Copy the part of the listing that starts at the line containing "Tag the plastic storage" and ends after the line containing "[[275, 277], [107, 438]]", swapping "tissue box" for "storage box" and leaving everything else unchanged.

*** Record excerpts ***

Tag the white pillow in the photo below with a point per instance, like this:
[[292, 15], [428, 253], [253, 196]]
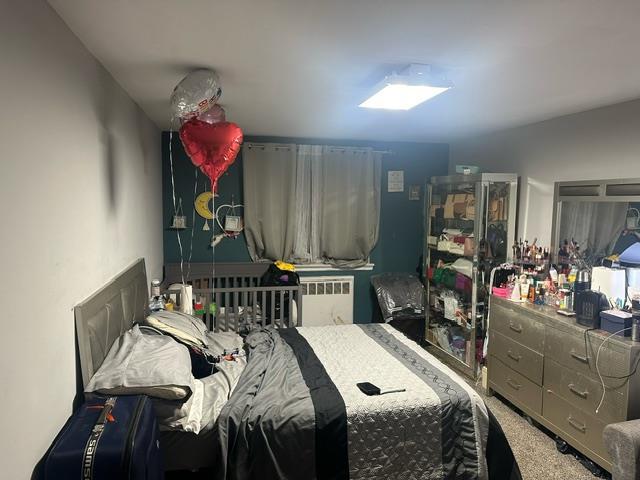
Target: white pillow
[[152, 365], [186, 328]]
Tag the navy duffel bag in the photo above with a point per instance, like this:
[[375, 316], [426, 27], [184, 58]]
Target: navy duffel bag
[[107, 438]]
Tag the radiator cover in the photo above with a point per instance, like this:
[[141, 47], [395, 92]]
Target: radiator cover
[[327, 300]]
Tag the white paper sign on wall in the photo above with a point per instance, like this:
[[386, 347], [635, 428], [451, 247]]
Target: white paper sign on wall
[[395, 181]]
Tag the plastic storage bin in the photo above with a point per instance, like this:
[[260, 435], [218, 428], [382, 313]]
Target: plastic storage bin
[[615, 320]]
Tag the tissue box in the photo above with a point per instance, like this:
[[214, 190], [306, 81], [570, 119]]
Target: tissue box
[[615, 320]]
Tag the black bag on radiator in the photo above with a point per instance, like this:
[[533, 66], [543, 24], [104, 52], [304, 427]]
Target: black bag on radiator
[[275, 277], [107, 438]]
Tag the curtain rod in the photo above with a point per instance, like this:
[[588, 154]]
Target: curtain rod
[[279, 145]]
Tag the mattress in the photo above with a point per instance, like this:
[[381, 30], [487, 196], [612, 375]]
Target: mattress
[[298, 414]]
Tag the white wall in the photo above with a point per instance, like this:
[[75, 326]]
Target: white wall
[[80, 193], [598, 144]]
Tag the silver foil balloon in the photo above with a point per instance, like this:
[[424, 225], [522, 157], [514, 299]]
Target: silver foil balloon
[[196, 93], [215, 114]]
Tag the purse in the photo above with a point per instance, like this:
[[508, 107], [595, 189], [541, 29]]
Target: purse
[[449, 278], [449, 207], [460, 205], [463, 283], [494, 210], [469, 247], [470, 211]]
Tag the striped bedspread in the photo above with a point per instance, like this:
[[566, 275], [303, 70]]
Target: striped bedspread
[[298, 414]]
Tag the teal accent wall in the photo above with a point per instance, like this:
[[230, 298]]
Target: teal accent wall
[[400, 240]]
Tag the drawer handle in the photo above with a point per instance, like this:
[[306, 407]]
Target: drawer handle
[[579, 357], [517, 329], [578, 426], [578, 392], [513, 357], [514, 385]]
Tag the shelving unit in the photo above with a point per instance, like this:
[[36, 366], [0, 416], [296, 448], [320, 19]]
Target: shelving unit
[[456, 317]]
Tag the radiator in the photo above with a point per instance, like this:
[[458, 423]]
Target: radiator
[[327, 300]]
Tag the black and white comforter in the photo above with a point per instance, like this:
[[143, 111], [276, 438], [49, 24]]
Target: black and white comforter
[[298, 414]]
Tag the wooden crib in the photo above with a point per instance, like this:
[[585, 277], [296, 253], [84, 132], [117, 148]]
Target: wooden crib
[[241, 303]]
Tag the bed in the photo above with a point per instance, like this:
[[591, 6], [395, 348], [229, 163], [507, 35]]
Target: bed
[[296, 411]]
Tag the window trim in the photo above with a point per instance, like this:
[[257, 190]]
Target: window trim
[[324, 267]]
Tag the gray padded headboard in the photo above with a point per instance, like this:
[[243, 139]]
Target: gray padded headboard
[[109, 312]]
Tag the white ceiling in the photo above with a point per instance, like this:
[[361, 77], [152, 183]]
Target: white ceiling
[[300, 67]]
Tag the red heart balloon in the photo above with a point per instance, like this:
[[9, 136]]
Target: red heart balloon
[[211, 147]]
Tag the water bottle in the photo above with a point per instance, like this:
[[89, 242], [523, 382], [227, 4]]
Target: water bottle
[[635, 325], [156, 302]]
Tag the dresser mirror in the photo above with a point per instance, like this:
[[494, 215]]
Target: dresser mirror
[[602, 217]]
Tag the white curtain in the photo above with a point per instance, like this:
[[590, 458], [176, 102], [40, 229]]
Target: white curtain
[[269, 206], [594, 225], [332, 197]]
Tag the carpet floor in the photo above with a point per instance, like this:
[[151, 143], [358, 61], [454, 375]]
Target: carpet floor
[[535, 450]]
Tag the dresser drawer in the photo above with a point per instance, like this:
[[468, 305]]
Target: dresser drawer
[[585, 393], [568, 348], [518, 324], [515, 387], [574, 423], [520, 358]]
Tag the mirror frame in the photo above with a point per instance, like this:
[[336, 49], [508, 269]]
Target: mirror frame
[[616, 190]]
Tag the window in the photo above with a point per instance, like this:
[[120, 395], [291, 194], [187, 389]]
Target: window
[[311, 204]]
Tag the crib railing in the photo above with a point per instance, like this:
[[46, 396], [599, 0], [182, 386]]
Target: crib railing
[[241, 303]]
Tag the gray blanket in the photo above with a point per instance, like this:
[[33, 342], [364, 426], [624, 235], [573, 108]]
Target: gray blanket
[[298, 414]]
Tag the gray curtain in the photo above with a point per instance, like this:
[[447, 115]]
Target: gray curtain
[[269, 176], [348, 209], [594, 225], [327, 208]]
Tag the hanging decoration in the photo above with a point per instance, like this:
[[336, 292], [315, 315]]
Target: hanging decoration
[[195, 94], [211, 142], [211, 147], [179, 218], [201, 205], [215, 114], [233, 223]]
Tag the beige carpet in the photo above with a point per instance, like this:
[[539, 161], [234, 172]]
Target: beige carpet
[[534, 450]]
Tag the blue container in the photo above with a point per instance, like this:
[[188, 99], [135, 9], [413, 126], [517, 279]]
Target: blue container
[[615, 320]]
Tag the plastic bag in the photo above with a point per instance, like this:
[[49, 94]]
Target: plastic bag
[[398, 293]]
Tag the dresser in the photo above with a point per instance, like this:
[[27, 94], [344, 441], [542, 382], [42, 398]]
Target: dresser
[[545, 364]]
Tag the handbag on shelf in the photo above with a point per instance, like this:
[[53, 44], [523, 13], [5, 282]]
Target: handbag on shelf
[[494, 209], [449, 278], [449, 207], [463, 283], [460, 204], [469, 246], [470, 211], [444, 244]]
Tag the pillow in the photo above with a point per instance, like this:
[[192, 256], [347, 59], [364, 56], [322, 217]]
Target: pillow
[[152, 365], [185, 328], [218, 342], [182, 416]]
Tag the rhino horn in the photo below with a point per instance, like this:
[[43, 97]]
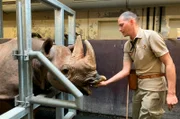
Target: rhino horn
[[78, 52], [90, 55]]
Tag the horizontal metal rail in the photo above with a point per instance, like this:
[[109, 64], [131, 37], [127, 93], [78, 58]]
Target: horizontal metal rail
[[58, 5]]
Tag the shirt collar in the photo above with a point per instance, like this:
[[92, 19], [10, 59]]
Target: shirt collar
[[139, 33]]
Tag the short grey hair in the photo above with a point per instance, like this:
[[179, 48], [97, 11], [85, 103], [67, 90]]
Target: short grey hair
[[129, 15]]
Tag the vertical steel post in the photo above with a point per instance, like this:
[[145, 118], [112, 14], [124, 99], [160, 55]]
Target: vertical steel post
[[71, 29], [1, 19], [59, 27]]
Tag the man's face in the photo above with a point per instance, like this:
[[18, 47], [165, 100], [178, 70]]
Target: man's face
[[124, 26]]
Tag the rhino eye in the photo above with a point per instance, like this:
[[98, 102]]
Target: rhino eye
[[65, 71]]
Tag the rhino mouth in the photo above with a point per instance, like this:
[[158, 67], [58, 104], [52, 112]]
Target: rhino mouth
[[91, 82]]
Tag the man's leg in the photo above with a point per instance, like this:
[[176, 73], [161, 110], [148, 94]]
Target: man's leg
[[152, 105], [137, 97]]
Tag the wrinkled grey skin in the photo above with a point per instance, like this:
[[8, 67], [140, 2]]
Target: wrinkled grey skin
[[79, 69]]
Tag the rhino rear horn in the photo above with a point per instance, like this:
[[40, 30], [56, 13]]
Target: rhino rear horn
[[78, 52], [90, 55], [47, 45]]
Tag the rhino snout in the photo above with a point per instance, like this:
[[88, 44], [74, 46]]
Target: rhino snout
[[95, 80]]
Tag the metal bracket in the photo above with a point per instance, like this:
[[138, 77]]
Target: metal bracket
[[25, 103], [16, 54]]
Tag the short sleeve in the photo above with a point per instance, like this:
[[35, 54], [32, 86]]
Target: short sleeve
[[157, 44]]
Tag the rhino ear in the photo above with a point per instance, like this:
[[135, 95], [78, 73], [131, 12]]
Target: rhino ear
[[78, 51], [47, 45], [90, 55]]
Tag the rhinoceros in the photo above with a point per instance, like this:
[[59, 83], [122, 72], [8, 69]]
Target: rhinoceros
[[77, 66]]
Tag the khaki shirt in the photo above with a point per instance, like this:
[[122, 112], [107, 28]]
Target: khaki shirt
[[145, 56]]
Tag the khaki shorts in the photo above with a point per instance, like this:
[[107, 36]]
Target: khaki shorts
[[148, 104]]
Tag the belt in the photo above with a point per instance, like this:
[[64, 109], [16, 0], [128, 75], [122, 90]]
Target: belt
[[151, 76]]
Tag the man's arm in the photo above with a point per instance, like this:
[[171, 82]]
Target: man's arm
[[171, 78], [120, 75]]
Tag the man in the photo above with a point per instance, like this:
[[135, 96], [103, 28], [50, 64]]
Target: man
[[152, 61]]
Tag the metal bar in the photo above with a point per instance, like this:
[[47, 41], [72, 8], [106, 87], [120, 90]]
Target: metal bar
[[15, 113], [41, 99], [20, 48], [58, 5], [60, 110], [71, 28], [59, 27], [1, 19]]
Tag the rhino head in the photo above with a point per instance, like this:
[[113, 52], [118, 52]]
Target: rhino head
[[77, 66]]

***

__The result__
Tag the plastic storage bin in the photo above with a point per instance, like this:
[[260, 435], [218, 428], [382, 313]]
Target: plastic storage bin
[[615, 320]]
Tag the storage box in the photo above with a point per instance, like this:
[[214, 190], [306, 81], [570, 119]]
Target: storage box
[[615, 320]]
Tag the black bag on radiator in the photo above with a point per instance, like this:
[[533, 66], [543, 24], [104, 52], [304, 427]]
Target: black bag on radiator
[[275, 277], [107, 438]]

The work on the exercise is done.